• _Supplied data_
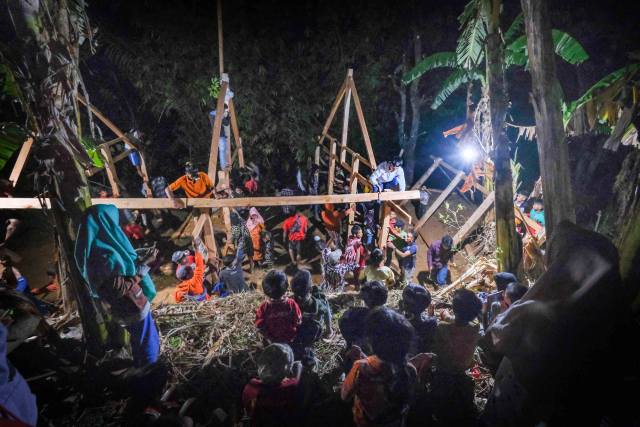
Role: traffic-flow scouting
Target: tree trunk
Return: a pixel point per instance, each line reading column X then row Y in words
column 506, row 237
column 44, row 40
column 416, row 107
column 552, row 148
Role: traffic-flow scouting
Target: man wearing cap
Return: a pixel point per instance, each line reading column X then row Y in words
column 388, row 175
column 438, row 257
column 195, row 185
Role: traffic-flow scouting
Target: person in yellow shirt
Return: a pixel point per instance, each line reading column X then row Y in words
column 375, row 270
column 195, row 185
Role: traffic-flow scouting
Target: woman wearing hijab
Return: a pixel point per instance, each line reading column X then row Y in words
column 255, row 225
column 110, row 266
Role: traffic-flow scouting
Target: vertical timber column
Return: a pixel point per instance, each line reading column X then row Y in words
column 345, row 123
column 332, row 167
column 354, row 187
column 223, row 178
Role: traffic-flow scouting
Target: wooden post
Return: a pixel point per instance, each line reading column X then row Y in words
column 345, row 123
column 354, row 188
column 215, row 137
column 363, row 125
column 473, row 219
column 332, row 167
column 236, row 134
column 336, row 103
column 440, row 199
column 111, row 171
column 552, row 147
column 20, row 162
column 385, row 210
column 220, row 46
column 223, row 177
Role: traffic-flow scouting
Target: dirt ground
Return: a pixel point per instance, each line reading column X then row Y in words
column 35, row 246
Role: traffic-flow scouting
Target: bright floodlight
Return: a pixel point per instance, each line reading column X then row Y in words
column 469, row 154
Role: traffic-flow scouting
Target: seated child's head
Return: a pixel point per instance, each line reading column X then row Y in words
column 376, row 258
column 538, row 206
column 374, row 294
column 275, row 363
column 229, row 261
column 389, row 335
column 466, row 305
column 514, row 292
column 415, row 299
column 275, row 284
column 301, row 285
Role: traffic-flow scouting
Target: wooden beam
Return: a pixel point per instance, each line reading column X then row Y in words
column 345, row 122
column 20, row 162
column 385, row 210
column 142, row 203
column 401, row 212
column 215, row 136
column 332, row 167
column 236, row 134
column 363, row 125
column 473, row 220
column 440, row 199
column 333, row 110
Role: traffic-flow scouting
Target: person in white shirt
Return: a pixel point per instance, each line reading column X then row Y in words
column 388, row 175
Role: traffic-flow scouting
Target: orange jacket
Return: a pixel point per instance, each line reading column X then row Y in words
column 192, row 286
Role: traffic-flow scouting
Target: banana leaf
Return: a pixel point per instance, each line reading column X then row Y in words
column 453, row 82
column 441, row 59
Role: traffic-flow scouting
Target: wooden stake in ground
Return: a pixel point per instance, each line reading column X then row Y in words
column 546, row 100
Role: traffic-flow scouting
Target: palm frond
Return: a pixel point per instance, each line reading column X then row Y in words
column 441, row 59
column 515, row 27
column 453, row 82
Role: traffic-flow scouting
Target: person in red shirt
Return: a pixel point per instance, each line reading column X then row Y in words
column 278, row 318
column 252, row 185
column 193, row 289
column 381, row 385
column 275, row 398
column 295, row 229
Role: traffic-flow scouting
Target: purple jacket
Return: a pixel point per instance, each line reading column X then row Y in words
column 438, row 257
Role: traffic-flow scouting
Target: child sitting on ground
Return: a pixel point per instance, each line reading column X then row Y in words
column 193, row 289
column 274, row 399
column 382, row 385
column 314, row 312
column 375, row 270
column 537, row 213
column 415, row 300
column 352, row 323
column 278, row 318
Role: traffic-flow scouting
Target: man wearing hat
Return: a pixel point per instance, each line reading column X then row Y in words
column 195, row 185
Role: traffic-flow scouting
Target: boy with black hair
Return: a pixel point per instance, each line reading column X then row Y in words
column 352, row 323
column 407, row 255
column 314, row 312
column 438, row 256
column 295, row 231
column 537, row 213
column 455, row 343
column 232, row 276
column 278, row 318
column 415, row 300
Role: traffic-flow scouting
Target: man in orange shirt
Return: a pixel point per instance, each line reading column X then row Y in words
column 193, row 289
column 195, row 184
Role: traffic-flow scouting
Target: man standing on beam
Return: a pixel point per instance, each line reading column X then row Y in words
column 388, row 175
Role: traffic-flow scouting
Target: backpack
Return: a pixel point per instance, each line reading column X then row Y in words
column 297, row 226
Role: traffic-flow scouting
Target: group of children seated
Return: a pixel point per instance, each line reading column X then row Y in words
column 389, row 355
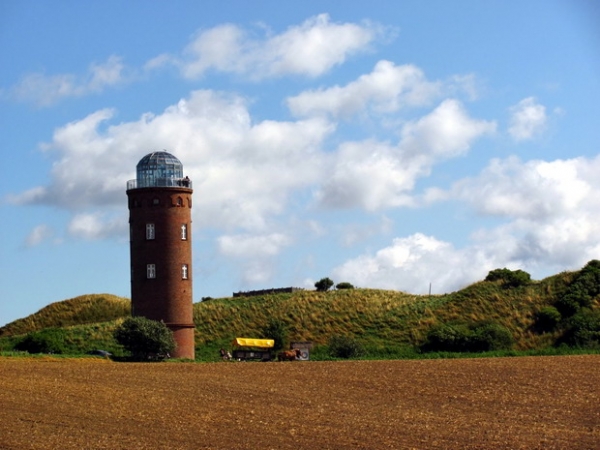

• _Task statement_
Rewrite the material starting at the beginning and ending at the line that contains "column 552, row 148", with "tree trunk" replaced by "palm trunk" and everything else unchanged. Leave the pictures out.

• _The response_
Role: traffic-flow scouting
Target: palm trunk
Return: a pixel point per instance, each line reading column X then row Y in words
column 506, row 237
column 44, row 40
column 416, row 107
column 552, row 148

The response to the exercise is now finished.